**EXTRACT TO READ**
_____
Member of the House of Representatives
- Incumbent
- Assumed office 1 October 2014
- Constituency: South Sulawesi I

Regent of Bantaeng
- In office 1998–2008
- Preceded by: Muhammad Said Saggaf
- Succeeded by: Nurdin Abdullah

Personal details
- Born: 7 August 1953 (age 72) Bantaeng, South Sulawesi, Indonesia
- Party: Gerindra (since 2014) Golkar (before 2014)

= Azikin Solthan =

Indonesian politician (born 1953)

Azikin Solthan (born 7 August 1953) is an Indonesian politician of the Golkar party and former civil servant. He has served as a member of the House of Representatives since 2014. Prior to becoming a legislator, he was the regent of Bantaeng in South Sulawesi between 1998 and 2008, and before that he worked in the municipal governments of Bantaeng and Gowa for 20 years.

==Early life and education==
Azikin Solthan was born on 7 August 1953 in the village of Bonto Lojong, in Bantaeng Regency. He was one of five children between Solthan and Nur Hayati. His father Solthan served as the regent of Bantaeng between 1966 and 1978. After completing high school in 1972, Azikin would go to the provincial capital of Makassar (then named Ujungpandang) where he studied at the Home Affairs Governance Academy, graduating in 1977. He later obtained a bachelor's from a government-run public administration polytechnic in Jakarta (1983), a master's in public administration from Hasanuddin University in 2000, and a doctorate from the State University of Makassar in 2010.
_____
**WORK TASK A**
Reproduce the Azikin Solthan biography word for word, from "Indonesian politician (born" up to and including "for 20 years.".
**WORK TASK B**
In the Azikin Solthan biography, which institution awarded him a doctorate, and in what year?

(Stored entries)
_____
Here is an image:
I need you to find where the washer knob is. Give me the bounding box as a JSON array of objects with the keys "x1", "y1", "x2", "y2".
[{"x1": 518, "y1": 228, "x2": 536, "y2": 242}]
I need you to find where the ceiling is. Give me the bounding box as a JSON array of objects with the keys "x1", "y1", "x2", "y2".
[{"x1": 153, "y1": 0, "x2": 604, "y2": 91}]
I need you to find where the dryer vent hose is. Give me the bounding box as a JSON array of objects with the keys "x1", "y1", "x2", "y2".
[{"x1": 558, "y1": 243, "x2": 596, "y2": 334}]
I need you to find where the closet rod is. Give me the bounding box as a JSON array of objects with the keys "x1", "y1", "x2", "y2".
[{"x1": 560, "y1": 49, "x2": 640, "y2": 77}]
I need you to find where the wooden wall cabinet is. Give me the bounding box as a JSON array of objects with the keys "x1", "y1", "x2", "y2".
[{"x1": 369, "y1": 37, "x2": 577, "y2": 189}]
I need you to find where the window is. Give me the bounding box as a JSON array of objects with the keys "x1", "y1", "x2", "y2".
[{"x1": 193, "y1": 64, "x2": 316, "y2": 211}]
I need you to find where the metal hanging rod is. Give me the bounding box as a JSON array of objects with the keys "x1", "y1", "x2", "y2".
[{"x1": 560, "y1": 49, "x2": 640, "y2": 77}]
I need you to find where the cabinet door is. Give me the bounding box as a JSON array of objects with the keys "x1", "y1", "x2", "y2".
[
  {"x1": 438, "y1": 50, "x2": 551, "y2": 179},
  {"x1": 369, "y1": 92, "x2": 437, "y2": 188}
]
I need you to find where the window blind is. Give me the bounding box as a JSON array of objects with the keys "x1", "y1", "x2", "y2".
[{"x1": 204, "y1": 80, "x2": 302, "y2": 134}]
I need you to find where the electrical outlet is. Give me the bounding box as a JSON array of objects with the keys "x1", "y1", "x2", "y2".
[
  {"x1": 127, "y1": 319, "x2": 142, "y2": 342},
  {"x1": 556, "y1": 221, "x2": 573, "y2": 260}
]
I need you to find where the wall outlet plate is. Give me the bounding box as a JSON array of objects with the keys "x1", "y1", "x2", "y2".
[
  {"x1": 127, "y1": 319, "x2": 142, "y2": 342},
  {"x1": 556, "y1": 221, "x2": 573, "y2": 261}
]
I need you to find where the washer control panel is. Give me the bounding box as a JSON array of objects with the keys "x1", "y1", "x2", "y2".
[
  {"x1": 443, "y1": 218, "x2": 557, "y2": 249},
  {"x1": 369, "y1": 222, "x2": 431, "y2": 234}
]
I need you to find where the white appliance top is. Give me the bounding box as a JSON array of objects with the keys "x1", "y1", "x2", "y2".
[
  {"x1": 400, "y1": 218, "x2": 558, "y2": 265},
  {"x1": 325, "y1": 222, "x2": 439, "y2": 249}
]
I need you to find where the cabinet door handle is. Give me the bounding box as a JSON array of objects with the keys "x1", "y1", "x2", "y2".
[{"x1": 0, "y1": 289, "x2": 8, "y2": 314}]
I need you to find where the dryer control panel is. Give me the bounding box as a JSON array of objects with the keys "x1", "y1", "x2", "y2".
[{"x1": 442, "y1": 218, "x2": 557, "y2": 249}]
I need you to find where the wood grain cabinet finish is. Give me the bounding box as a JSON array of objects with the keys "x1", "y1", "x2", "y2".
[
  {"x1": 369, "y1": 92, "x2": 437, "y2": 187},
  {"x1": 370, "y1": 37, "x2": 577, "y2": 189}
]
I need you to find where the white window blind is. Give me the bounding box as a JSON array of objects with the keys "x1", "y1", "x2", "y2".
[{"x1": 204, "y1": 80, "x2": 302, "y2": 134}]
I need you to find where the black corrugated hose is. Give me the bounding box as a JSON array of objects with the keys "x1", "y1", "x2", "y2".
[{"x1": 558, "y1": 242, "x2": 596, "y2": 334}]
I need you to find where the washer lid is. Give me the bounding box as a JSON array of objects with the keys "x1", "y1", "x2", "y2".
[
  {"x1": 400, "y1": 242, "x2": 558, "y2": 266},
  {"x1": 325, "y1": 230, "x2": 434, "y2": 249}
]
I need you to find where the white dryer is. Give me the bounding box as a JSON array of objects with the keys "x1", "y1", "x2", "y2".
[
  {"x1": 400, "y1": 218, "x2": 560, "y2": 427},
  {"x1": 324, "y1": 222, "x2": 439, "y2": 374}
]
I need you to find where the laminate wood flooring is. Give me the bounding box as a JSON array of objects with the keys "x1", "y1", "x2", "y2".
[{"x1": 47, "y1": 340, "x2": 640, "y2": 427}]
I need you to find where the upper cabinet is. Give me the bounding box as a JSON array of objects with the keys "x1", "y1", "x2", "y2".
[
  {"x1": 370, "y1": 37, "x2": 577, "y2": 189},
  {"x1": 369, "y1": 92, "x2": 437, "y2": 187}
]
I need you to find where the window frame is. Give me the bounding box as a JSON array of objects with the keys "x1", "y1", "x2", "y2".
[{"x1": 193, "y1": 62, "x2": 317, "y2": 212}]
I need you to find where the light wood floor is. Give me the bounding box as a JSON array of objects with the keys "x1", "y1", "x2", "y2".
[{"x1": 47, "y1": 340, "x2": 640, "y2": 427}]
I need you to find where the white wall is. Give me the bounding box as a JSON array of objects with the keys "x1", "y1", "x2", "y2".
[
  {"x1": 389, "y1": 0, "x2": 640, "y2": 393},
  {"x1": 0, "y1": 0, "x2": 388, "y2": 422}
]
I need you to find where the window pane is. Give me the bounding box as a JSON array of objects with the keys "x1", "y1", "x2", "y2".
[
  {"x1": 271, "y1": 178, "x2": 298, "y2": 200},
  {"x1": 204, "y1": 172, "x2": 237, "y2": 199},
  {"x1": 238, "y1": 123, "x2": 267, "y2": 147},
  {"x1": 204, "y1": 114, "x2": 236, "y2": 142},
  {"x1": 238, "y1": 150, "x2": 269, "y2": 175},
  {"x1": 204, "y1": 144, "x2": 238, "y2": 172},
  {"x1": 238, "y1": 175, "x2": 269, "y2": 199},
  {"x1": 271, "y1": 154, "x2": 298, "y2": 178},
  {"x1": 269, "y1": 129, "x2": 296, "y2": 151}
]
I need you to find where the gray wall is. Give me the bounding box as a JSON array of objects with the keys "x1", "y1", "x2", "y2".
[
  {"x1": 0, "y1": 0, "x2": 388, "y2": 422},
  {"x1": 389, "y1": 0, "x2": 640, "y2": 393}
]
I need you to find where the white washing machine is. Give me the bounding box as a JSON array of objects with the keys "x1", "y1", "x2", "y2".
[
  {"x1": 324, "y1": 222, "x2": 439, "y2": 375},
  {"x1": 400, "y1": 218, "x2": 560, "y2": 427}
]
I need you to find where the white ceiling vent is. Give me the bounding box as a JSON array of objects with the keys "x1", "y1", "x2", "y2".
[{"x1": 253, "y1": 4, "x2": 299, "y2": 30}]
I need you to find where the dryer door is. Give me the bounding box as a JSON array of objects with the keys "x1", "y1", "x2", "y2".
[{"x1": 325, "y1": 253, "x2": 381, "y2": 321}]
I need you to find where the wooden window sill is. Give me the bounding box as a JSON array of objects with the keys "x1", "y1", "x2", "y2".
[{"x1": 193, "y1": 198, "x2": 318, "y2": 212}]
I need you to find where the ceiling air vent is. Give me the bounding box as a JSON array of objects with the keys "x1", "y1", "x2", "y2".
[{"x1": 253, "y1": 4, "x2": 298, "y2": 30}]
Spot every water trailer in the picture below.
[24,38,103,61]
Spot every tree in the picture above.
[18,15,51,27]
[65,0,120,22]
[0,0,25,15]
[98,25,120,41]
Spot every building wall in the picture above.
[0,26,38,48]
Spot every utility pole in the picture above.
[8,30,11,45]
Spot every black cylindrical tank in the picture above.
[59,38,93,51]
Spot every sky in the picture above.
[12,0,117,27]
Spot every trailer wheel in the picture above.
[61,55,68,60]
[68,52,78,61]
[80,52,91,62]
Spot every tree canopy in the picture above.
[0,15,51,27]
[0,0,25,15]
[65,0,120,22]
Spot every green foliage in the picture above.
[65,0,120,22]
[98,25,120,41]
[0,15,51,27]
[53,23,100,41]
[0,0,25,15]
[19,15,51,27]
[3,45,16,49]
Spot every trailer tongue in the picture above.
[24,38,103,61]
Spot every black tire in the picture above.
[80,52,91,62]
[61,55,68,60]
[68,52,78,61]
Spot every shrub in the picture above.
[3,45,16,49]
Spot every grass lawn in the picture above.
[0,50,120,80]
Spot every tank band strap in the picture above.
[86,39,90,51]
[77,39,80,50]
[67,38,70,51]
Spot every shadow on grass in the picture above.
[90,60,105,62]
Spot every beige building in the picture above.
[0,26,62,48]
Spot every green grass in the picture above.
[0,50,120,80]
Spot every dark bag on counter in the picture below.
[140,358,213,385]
_____
**RESPONSE BOX A**
Indonesian politician (born 1953)

Azikin Solthan (born 7 August 1953) is an Indonesian politician of the Golkar party and former civil servant. He has served as a member of the House of Representatives since 2014. Prior to becoming a legislator, he was the regent of Bantaeng in South Sulawesi between 1998 and 2008, and before that he worked in the municipal governments of Bantaeng and Gowa for 20 years.

**RESPONSE BOX B**
The State University of Makassar, in 2010.